Input —
* START *

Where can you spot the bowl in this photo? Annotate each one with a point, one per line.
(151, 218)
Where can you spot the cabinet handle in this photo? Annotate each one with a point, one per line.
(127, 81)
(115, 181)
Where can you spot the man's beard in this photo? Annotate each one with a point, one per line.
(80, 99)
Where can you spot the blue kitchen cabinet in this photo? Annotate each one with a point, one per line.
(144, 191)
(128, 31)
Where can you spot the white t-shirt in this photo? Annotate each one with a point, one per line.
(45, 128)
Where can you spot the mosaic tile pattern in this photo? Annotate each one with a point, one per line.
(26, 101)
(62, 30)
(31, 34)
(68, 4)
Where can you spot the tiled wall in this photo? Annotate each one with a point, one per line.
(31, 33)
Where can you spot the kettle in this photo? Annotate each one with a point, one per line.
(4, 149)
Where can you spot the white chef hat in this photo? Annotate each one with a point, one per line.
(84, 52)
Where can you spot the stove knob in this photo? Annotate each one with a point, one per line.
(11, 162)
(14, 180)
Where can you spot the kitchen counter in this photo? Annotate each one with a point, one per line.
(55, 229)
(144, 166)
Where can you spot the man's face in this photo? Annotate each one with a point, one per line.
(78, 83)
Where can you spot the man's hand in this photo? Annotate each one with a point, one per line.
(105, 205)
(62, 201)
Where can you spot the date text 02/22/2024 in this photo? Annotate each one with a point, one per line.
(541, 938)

* END *
* START *

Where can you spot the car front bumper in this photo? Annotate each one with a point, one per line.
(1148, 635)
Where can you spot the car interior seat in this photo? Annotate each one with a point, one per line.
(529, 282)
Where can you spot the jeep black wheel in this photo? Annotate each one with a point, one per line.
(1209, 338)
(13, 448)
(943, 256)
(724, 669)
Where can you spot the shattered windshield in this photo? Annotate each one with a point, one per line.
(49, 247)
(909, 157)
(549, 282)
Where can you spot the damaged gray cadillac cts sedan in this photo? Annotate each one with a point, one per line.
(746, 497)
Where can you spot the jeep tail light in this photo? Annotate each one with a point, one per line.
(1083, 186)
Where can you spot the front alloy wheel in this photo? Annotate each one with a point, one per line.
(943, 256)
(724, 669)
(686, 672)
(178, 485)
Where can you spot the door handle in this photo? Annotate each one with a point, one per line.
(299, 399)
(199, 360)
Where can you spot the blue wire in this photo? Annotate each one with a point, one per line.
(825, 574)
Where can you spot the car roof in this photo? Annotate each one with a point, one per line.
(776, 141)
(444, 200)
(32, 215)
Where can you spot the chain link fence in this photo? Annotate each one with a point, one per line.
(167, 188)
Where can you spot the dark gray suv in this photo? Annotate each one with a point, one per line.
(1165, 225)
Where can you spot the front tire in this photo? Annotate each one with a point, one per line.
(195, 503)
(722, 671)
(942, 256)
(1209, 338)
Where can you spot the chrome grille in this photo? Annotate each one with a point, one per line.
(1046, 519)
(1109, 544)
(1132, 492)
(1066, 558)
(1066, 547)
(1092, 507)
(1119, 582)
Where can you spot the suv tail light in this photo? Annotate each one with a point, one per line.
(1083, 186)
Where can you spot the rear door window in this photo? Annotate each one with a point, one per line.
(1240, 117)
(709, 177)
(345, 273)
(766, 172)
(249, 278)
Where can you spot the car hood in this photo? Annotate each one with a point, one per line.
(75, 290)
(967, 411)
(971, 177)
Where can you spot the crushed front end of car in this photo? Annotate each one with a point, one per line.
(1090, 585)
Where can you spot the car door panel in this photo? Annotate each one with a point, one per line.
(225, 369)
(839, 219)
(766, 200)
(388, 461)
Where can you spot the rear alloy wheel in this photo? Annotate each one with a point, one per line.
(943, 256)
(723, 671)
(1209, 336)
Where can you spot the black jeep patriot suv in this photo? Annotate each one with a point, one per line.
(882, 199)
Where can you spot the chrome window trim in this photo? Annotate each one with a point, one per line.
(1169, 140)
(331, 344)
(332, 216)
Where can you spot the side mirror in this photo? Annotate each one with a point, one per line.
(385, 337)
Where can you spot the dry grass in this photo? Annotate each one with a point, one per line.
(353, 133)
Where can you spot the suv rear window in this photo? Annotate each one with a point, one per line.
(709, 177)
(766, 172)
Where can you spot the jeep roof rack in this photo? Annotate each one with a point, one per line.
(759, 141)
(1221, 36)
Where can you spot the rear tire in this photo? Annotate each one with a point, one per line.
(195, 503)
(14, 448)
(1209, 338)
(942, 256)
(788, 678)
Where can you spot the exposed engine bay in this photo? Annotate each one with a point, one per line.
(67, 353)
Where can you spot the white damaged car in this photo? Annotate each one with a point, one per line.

* END *
* START *

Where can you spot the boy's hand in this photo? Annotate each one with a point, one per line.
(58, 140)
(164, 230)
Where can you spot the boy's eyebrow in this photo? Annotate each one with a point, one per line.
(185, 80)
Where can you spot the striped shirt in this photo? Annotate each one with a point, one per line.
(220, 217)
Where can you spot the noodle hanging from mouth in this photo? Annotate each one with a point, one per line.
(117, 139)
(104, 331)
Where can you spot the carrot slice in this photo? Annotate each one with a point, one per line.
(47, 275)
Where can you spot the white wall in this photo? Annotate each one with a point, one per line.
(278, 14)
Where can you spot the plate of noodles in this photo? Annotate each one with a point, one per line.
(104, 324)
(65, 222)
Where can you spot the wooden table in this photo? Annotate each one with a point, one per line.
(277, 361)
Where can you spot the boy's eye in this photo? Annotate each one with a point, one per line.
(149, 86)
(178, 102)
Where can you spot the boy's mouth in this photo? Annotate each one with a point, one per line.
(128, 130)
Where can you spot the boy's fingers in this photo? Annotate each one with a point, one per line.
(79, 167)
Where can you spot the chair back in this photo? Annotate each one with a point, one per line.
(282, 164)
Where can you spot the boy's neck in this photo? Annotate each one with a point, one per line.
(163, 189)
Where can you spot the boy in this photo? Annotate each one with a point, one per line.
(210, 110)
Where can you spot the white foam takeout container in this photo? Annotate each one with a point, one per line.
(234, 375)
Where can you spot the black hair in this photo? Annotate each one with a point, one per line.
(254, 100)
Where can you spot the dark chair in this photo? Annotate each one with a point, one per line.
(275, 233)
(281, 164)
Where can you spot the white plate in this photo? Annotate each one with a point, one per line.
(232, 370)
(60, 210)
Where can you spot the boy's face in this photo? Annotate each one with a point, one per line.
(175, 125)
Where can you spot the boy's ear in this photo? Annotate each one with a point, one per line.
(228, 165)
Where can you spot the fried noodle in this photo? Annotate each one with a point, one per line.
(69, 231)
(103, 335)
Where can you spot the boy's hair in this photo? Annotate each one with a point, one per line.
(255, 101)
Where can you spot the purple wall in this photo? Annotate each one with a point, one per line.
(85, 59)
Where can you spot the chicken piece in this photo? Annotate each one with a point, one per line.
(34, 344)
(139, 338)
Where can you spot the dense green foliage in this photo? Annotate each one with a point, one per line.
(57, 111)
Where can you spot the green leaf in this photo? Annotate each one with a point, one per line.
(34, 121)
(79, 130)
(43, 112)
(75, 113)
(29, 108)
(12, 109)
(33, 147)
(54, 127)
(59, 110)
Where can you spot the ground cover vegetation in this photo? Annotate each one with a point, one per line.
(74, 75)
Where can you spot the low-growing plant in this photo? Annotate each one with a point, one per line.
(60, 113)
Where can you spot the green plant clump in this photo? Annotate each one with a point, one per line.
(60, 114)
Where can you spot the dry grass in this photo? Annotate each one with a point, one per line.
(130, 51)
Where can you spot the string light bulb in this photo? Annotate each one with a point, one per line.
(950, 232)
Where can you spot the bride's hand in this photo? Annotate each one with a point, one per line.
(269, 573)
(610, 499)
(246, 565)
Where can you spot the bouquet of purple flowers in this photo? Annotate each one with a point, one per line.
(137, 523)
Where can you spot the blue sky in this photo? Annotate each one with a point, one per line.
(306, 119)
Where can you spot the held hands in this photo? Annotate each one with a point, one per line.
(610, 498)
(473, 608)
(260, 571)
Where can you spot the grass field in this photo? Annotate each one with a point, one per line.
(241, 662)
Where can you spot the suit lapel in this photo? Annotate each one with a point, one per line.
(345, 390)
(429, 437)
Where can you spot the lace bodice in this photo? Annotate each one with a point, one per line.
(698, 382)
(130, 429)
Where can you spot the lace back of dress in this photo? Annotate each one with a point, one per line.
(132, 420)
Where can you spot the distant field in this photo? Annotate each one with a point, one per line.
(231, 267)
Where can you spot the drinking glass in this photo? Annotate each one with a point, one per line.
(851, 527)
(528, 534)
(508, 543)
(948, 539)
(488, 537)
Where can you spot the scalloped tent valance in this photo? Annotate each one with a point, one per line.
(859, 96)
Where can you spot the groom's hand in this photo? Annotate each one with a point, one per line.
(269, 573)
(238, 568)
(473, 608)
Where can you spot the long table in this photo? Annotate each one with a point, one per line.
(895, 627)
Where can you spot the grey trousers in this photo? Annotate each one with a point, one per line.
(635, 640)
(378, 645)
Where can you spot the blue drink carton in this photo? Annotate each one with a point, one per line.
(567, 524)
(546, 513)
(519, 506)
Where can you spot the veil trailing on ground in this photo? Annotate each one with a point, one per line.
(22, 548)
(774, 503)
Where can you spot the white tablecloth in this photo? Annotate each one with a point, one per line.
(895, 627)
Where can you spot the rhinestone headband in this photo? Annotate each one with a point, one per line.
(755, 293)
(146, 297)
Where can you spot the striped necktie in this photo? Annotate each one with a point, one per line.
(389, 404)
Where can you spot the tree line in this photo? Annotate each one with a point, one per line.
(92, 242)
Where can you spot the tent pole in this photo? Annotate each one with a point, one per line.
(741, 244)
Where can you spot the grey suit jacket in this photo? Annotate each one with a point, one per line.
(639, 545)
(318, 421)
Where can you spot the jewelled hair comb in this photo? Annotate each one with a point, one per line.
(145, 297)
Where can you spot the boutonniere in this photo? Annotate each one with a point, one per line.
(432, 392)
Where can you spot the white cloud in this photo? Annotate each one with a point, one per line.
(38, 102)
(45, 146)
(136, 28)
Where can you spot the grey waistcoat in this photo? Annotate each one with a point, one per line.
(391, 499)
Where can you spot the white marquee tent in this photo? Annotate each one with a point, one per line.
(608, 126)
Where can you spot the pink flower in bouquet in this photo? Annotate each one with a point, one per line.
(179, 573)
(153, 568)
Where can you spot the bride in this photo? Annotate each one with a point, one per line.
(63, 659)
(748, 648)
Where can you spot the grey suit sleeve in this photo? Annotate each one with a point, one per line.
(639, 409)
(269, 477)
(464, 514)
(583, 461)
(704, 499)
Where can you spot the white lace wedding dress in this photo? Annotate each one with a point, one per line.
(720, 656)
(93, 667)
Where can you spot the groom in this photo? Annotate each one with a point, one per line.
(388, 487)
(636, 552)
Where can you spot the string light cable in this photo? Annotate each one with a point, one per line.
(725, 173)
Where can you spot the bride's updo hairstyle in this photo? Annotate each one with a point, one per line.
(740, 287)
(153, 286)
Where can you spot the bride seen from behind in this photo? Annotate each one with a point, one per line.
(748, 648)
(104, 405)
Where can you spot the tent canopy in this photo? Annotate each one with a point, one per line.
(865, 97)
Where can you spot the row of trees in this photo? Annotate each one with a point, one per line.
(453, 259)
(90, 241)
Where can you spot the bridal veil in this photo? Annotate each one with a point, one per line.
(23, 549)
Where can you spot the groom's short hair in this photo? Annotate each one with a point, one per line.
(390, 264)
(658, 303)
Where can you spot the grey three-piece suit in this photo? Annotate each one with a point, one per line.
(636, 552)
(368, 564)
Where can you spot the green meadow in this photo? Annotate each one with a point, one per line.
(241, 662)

* END *

Task goal — Pull out each line in the entries above that contains the word "string".

Problem solution —
Where can you spot the string light bulb in this photo? Annotate each one with a point, one per line.
Where can you spot the string light cable in this photo? Annotate each one with a point, one per line.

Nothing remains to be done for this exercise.